- Do this: Pick out every line below that contains the word "post" and copy each one.

[Rows from a pointing dataset]
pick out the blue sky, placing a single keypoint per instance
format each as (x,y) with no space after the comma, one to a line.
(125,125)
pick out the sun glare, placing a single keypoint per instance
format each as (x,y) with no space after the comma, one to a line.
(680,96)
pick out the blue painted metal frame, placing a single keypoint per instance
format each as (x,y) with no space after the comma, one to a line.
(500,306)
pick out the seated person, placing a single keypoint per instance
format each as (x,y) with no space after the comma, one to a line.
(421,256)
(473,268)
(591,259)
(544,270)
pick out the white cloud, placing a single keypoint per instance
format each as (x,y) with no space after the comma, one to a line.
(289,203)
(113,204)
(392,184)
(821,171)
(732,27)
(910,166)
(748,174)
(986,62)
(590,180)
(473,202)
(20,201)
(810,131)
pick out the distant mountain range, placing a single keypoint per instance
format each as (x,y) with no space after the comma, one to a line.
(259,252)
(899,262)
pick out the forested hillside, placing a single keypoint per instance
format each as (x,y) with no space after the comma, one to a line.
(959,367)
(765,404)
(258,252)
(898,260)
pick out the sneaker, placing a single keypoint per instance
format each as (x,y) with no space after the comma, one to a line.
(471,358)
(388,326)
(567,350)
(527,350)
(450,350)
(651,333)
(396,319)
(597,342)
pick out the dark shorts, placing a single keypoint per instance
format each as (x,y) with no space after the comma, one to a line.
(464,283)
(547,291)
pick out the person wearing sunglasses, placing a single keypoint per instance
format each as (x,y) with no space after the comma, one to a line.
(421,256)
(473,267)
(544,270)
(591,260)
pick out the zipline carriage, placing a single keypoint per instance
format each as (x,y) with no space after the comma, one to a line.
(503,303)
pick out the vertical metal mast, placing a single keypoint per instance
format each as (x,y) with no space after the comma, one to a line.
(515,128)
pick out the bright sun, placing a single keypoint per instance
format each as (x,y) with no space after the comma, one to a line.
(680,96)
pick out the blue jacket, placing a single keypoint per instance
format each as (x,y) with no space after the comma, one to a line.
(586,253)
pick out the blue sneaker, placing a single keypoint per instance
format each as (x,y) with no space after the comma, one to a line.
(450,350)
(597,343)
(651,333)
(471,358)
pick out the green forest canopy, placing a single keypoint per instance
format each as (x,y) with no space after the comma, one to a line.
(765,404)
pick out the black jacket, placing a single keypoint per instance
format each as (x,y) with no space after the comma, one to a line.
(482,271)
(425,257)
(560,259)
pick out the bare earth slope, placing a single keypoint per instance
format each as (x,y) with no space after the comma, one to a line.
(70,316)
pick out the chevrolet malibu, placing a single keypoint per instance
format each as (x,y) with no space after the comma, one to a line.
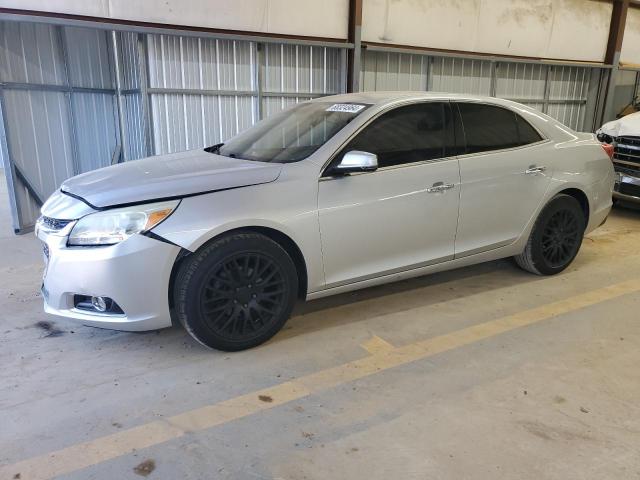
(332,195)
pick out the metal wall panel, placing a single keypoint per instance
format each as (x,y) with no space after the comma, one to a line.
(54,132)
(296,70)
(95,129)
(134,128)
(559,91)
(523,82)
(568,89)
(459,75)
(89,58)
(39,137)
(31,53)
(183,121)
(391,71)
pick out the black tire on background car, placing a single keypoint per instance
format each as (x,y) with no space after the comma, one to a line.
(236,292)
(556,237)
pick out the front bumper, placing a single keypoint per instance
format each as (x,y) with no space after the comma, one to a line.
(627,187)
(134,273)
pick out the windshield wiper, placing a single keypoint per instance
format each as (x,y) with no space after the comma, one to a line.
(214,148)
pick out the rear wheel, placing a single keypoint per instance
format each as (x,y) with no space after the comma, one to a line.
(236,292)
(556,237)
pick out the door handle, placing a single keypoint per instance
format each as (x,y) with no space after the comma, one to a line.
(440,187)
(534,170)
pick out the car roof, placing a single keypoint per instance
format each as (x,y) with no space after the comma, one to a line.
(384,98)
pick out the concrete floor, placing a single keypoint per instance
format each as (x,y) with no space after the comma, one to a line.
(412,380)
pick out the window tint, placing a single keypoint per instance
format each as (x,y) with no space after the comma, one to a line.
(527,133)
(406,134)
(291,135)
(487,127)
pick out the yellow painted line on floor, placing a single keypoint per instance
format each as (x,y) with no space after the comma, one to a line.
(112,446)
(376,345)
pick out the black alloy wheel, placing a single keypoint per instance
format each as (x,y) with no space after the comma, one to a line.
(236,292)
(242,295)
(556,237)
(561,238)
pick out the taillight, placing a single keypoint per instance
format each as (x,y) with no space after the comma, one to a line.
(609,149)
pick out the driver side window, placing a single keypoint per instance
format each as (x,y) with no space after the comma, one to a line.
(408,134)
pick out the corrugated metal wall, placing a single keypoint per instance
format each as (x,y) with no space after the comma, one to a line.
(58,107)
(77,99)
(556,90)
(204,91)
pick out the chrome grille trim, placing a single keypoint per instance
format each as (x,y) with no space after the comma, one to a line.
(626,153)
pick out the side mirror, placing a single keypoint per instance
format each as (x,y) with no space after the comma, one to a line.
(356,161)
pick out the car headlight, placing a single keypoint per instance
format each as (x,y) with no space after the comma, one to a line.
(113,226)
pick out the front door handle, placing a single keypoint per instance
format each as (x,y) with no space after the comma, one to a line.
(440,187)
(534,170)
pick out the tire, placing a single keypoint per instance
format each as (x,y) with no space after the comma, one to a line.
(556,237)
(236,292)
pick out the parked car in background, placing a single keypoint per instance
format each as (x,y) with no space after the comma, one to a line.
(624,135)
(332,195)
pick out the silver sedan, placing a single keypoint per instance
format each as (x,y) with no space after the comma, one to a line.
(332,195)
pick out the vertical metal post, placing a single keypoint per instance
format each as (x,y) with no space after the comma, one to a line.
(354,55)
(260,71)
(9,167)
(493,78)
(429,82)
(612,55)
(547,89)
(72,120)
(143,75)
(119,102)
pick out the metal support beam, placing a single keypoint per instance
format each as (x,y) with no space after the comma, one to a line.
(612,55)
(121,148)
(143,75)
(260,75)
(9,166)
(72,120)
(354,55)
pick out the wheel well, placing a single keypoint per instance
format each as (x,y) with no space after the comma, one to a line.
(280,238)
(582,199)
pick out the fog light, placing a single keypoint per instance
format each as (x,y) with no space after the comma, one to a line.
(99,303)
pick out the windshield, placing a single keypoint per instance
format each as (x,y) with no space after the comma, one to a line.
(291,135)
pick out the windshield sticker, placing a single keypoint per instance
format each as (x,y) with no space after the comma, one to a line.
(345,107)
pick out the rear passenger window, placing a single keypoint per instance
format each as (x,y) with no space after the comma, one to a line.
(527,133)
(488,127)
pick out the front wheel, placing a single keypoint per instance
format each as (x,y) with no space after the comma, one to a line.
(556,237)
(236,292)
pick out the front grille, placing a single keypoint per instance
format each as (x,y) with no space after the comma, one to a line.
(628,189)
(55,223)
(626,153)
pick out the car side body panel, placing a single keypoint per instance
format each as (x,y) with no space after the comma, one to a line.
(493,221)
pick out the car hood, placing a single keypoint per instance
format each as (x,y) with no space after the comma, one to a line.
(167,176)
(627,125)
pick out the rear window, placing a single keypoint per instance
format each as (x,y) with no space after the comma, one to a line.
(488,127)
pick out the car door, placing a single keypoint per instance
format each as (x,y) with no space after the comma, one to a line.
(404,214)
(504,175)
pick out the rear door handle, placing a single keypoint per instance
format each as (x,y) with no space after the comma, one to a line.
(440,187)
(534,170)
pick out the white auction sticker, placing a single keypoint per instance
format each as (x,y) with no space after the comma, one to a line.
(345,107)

* * *

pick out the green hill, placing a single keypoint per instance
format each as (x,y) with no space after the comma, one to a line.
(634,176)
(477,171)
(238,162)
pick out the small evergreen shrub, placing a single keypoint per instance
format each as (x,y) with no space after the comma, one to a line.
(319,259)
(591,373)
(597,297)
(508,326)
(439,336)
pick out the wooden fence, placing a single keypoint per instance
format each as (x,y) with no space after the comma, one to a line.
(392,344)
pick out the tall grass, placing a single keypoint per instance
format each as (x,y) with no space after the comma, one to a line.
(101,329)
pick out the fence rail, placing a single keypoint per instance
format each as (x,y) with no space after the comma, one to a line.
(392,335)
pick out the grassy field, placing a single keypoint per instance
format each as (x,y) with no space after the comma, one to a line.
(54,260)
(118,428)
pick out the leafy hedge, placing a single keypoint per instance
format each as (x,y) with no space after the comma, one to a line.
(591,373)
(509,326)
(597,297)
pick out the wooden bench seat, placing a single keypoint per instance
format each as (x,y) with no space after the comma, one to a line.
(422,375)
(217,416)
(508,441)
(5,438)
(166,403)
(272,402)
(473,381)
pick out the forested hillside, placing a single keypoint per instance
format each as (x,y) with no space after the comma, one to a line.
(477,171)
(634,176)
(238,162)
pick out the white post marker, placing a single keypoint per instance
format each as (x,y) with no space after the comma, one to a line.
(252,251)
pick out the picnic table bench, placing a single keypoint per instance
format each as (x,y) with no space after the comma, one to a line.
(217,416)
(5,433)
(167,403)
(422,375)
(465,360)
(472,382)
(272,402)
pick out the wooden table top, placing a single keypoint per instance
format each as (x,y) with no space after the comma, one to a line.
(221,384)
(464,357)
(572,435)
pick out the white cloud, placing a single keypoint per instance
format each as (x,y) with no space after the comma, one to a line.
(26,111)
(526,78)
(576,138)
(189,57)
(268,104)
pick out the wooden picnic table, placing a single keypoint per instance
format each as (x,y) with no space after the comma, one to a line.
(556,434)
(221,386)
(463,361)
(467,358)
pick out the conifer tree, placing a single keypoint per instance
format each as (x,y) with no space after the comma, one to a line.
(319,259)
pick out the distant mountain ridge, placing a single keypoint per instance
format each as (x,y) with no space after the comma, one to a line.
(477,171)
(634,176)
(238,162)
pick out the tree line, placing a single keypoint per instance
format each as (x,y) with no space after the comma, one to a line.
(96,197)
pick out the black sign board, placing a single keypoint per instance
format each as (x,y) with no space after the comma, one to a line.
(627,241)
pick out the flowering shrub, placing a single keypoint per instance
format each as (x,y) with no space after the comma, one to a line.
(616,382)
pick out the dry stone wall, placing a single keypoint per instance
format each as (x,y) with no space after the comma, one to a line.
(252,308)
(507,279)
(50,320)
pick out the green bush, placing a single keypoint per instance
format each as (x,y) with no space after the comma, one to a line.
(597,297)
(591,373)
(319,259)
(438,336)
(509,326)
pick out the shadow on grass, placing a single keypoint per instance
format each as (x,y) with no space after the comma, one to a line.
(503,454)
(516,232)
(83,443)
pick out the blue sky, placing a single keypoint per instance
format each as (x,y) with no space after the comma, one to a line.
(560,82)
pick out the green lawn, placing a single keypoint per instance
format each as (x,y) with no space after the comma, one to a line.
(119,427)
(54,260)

- Final answer:
pick out the vertical metal post, placing a single keypoint per instance
pick out the white post marker, placing a single keypoint per instance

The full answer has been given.